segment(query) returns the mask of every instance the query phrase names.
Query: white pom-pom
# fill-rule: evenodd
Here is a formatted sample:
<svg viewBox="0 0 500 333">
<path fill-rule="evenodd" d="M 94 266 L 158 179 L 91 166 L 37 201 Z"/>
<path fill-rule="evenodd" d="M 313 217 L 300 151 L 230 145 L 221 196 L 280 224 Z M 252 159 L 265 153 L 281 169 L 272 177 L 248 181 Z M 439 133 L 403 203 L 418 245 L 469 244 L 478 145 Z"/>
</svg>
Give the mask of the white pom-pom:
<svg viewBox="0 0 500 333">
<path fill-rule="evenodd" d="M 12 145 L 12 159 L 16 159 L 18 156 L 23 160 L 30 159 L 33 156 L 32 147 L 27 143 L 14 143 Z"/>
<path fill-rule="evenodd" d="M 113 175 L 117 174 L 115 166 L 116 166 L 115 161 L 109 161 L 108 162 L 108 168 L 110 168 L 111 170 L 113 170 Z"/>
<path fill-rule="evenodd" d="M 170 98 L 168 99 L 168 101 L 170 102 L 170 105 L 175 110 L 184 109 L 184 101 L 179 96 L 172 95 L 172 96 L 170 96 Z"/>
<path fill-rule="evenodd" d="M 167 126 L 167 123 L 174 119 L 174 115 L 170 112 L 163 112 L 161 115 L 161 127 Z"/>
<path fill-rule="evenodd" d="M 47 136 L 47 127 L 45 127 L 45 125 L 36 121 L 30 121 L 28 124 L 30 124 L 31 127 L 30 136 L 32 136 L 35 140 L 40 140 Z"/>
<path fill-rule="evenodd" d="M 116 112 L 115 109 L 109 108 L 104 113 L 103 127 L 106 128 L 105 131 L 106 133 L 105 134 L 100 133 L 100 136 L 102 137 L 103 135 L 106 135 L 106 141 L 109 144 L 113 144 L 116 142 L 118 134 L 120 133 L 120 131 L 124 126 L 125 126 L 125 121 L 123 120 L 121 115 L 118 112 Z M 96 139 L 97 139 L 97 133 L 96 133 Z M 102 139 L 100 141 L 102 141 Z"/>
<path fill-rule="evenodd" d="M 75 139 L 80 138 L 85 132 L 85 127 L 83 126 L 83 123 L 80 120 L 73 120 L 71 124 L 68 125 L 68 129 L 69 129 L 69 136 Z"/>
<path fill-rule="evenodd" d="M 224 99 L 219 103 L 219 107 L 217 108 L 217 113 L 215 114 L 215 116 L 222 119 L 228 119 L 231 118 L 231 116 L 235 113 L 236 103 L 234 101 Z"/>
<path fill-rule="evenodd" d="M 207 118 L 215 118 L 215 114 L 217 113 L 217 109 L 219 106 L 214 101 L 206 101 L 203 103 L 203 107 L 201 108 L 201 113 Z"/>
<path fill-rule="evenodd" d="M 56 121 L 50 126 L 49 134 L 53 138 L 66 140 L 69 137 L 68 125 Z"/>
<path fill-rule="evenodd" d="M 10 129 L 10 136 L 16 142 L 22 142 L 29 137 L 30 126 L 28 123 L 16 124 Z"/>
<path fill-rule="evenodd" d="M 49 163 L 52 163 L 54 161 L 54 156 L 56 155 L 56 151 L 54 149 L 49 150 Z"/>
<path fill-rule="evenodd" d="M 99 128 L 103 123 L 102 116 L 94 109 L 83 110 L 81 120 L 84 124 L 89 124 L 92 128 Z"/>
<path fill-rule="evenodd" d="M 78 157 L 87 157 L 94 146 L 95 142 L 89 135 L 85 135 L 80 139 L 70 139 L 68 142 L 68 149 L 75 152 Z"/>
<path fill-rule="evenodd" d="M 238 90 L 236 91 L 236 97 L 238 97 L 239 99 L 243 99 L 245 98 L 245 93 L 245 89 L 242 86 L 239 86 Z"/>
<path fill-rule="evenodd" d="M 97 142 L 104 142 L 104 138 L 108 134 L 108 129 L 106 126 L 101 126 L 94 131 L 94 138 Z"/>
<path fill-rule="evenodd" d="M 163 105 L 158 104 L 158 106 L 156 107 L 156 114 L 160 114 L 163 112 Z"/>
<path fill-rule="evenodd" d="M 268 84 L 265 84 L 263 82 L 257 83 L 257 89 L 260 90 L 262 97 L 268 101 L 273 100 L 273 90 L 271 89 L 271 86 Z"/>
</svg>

****

* [Required work]:
Please reproduce the records above in their entirety, exactly as given.

* [Task result]:
segment(query) returns the mask of every instance the query phrase names.
Query: white pom-pom
# fill-rule: evenodd
Here is a formatted sample:
<svg viewBox="0 0 500 333">
<path fill-rule="evenodd" d="M 94 266 L 158 179 L 91 166 L 37 201 Z"/>
<path fill-rule="evenodd" d="M 313 217 L 300 151 L 230 145 L 221 196 L 280 224 Z M 252 159 L 265 153 L 281 169 L 272 177 L 248 181 Z M 439 133 L 403 203 L 418 245 L 469 244 L 478 145 Z"/>
</svg>
Give the mask of the white pom-pom:
<svg viewBox="0 0 500 333">
<path fill-rule="evenodd" d="M 12 145 L 12 159 L 16 159 L 18 156 L 23 160 L 30 159 L 33 156 L 32 147 L 27 143 L 14 143 Z"/>
<path fill-rule="evenodd" d="M 113 175 L 117 174 L 115 166 L 116 166 L 115 161 L 109 161 L 108 162 L 108 168 L 110 168 L 111 170 L 113 170 Z"/>
<path fill-rule="evenodd" d="M 170 98 L 168 99 L 168 101 L 170 102 L 170 105 L 175 110 L 184 109 L 184 101 L 179 96 L 172 95 L 172 96 L 170 96 Z"/>
<path fill-rule="evenodd" d="M 167 126 L 167 123 L 174 119 L 174 115 L 170 112 L 163 112 L 161 115 L 161 127 Z"/>
<path fill-rule="evenodd" d="M 47 136 L 47 127 L 45 127 L 45 125 L 36 121 L 30 121 L 28 124 L 30 124 L 31 127 L 30 136 L 32 136 L 35 140 L 40 140 Z"/>
<path fill-rule="evenodd" d="M 116 112 L 115 109 L 109 108 L 104 113 L 103 127 L 106 128 L 105 131 L 106 133 L 105 134 L 100 133 L 100 136 L 102 137 L 103 135 L 106 135 L 106 141 L 109 144 L 113 144 L 116 142 L 118 134 L 120 133 L 120 131 L 124 126 L 125 126 L 125 121 L 123 120 L 121 115 L 118 112 Z M 96 139 L 97 139 L 97 133 L 96 133 Z M 102 139 L 100 141 L 102 141 Z"/>
<path fill-rule="evenodd" d="M 75 139 L 80 138 L 85 132 L 85 127 L 83 126 L 83 123 L 80 120 L 73 120 L 71 124 L 68 125 L 68 129 L 69 129 L 69 136 Z"/>
<path fill-rule="evenodd" d="M 224 99 L 219 103 L 219 107 L 217 108 L 217 113 L 215 114 L 215 116 L 222 119 L 228 119 L 231 118 L 231 116 L 235 113 L 236 103 L 234 101 Z"/>
<path fill-rule="evenodd" d="M 207 118 L 215 118 L 215 114 L 217 113 L 217 109 L 219 106 L 214 101 L 206 101 L 203 103 L 203 107 L 201 108 L 201 113 Z"/>
<path fill-rule="evenodd" d="M 56 121 L 50 126 L 49 134 L 53 138 L 66 140 L 69 137 L 68 125 Z"/>
<path fill-rule="evenodd" d="M 10 129 L 10 136 L 16 142 L 22 142 L 29 137 L 30 126 L 28 123 L 16 124 Z"/>
<path fill-rule="evenodd" d="M 49 163 L 52 163 L 54 161 L 54 156 L 56 155 L 56 151 L 54 149 L 49 150 Z"/>
<path fill-rule="evenodd" d="M 99 128 L 103 123 L 102 116 L 94 109 L 83 110 L 81 120 L 84 124 L 89 124 L 92 128 Z"/>
<path fill-rule="evenodd" d="M 78 157 L 87 157 L 94 146 L 95 142 L 89 135 L 85 135 L 80 139 L 70 139 L 68 142 L 68 149 L 75 152 Z"/>
<path fill-rule="evenodd" d="M 238 90 L 236 91 L 236 97 L 238 97 L 239 99 L 243 99 L 245 98 L 245 93 L 245 89 L 242 86 L 239 86 Z"/>
<path fill-rule="evenodd" d="M 97 142 L 104 142 L 104 138 L 108 134 L 108 129 L 106 126 L 101 126 L 94 131 L 94 138 Z"/>
<path fill-rule="evenodd" d="M 163 105 L 158 104 L 158 106 L 156 107 L 156 114 L 160 114 L 163 112 Z"/>
<path fill-rule="evenodd" d="M 268 84 L 265 84 L 263 82 L 257 83 L 257 89 L 260 90 L 262 97 L 268 101 L 273 100 L 273 90 L 271 89 L 271 86 Z"/>
</svg>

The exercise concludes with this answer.